___ DOCUMENT TEXT

Spain flag Spain: Business Environment

Business Practices in Spain

Opening hours and bank holidays

General Information
Kwintessential
E-Diplomat, Spanish business culture as per E-Diplomat
Commisceo Global, Spanish business culture as per Commisceo Global
Services for business, Global Affairs Canada
Opening Hours and Days
Closed the afternoon between 2:00 pm and 4:00 pm, and the evening around 8:00 pm. (10:00 pm. for the superstores/ hypermarkets).
In July and August, closed at 3:00 pm. Banks close to the public at 2:00 pm.
Closed on Saturday afternoons and on Sundays (except major brands, all are closed on Sundays).
 
 
 

Public Holidays

New Year January 1
Twelfth Night - Epiphany (Festival of Mages Kings) January 6
Good Friday the Friday before Passover/ Easter (March/April)
Labor Day
May 1
Assumption
August 15
National Festival (Día de la Hispanidad) October 12
All Saints Day November 1
Constitution Day
December 6
Immaculate Conception Festival
December 8
Christmas December 25
St Stephen's Day December 26
 
Holiday Compensation
If a public holiday falls on a Saturday or Sunday, the Monday is a holiday instead.
 

Periods When Companies Usually Close

Christmas and New Year holidays Between December 25 and January 6.
Summer vacation August
Holy Saint Week From Thursday to Sunday of Passover.
 

Business culture

The Fundamental Principles of Business Culture
In Spain, saving face, family, proximity and aversion to risk are major concepts in business. It is common that Spanish businessmen treat their counterparts as their friends. Values and attitudes have shifted since the restoration of democracy in 1975. Spaniards are known for being more relaxed than their other European counterparts. They also show strong regional pride.

Hierarchy tends to be vertical and rank matter, but third or fourth level down individuals may be in better standing or have more influence than higher-ups. Setting up meetings with counterparts who are in equivalent positions and professional status is recommended. It is difficult for senior managers to collaborate with more junior colleagues.

The development of a personal and informal relationship is often necessary for the smooth running of business. Oral communication is then preferred to written communication. Lunch or dinner invitations are ideal to establish a relationship.

First Contact
Appointments are made by telephone or by email and must be confirmed in writing or by phone the day before. Face-to-face meetings are often preferred over written or phone conversations. The heads of SMEs rarely speak anything other than Spanish (and possibly their regional language) while less than 30% of managers in big companies are fluent in English. Knowing Spanish or being accompanied by an interpreter is imperative.

______

**WRITTEN REQUEST A:** Summarize the text on business in Spain in two sentences.
**WRITTEN REQUEST B:** Rewrite the rows starting at the line that has "If you could tag each instance of the dark" and continuing through the end of the rows, changing "standing" to "wading" and keeping everything else the same.
The rows that come next are unrelated to the text on business in Spain.

___ ENTRIES SUPPLIED

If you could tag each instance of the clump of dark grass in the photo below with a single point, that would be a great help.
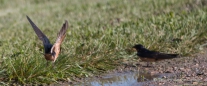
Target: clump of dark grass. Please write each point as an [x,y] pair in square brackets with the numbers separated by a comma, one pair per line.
[100,35]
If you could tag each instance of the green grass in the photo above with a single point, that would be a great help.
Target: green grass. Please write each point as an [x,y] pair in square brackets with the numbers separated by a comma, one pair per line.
[100,35]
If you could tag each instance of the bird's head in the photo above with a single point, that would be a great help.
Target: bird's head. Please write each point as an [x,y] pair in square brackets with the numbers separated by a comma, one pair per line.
[138,47]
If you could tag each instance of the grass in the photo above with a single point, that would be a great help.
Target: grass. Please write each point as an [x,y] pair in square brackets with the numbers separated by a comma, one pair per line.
[100,35]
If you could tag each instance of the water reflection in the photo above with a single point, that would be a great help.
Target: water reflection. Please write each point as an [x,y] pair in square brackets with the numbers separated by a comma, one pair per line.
[122,79]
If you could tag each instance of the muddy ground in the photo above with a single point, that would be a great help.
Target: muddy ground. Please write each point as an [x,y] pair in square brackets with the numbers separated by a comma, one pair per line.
[183,70]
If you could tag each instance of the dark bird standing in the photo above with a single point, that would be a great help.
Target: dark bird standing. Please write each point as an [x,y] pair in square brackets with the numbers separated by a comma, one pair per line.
[51,52]
[152,56]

______

**TASK ANSWER A:** The text on business in Spain lists opening hours, with closing in the afternoon between 2:00 pm and 4:00 pm, along with the public holidays and the periods when companies usually close, such as the Christmas and New Year holidays and August. It describes a business culture where saving face, family, proximity and aversion to risk matter, personal relationships are often necessary, and knowing Spanish or being accompanied by an interpreter is imperative.

**TASK ANSWER B:**
If you could tag each instance of the dark bird wading in the photo above with a single point, that would be a great help.
Target: dark bird wading. Please write each point as an [x,y] pair in square brackets with the numbers separated by a comma, one pair per line.
[51,52]
[152,56]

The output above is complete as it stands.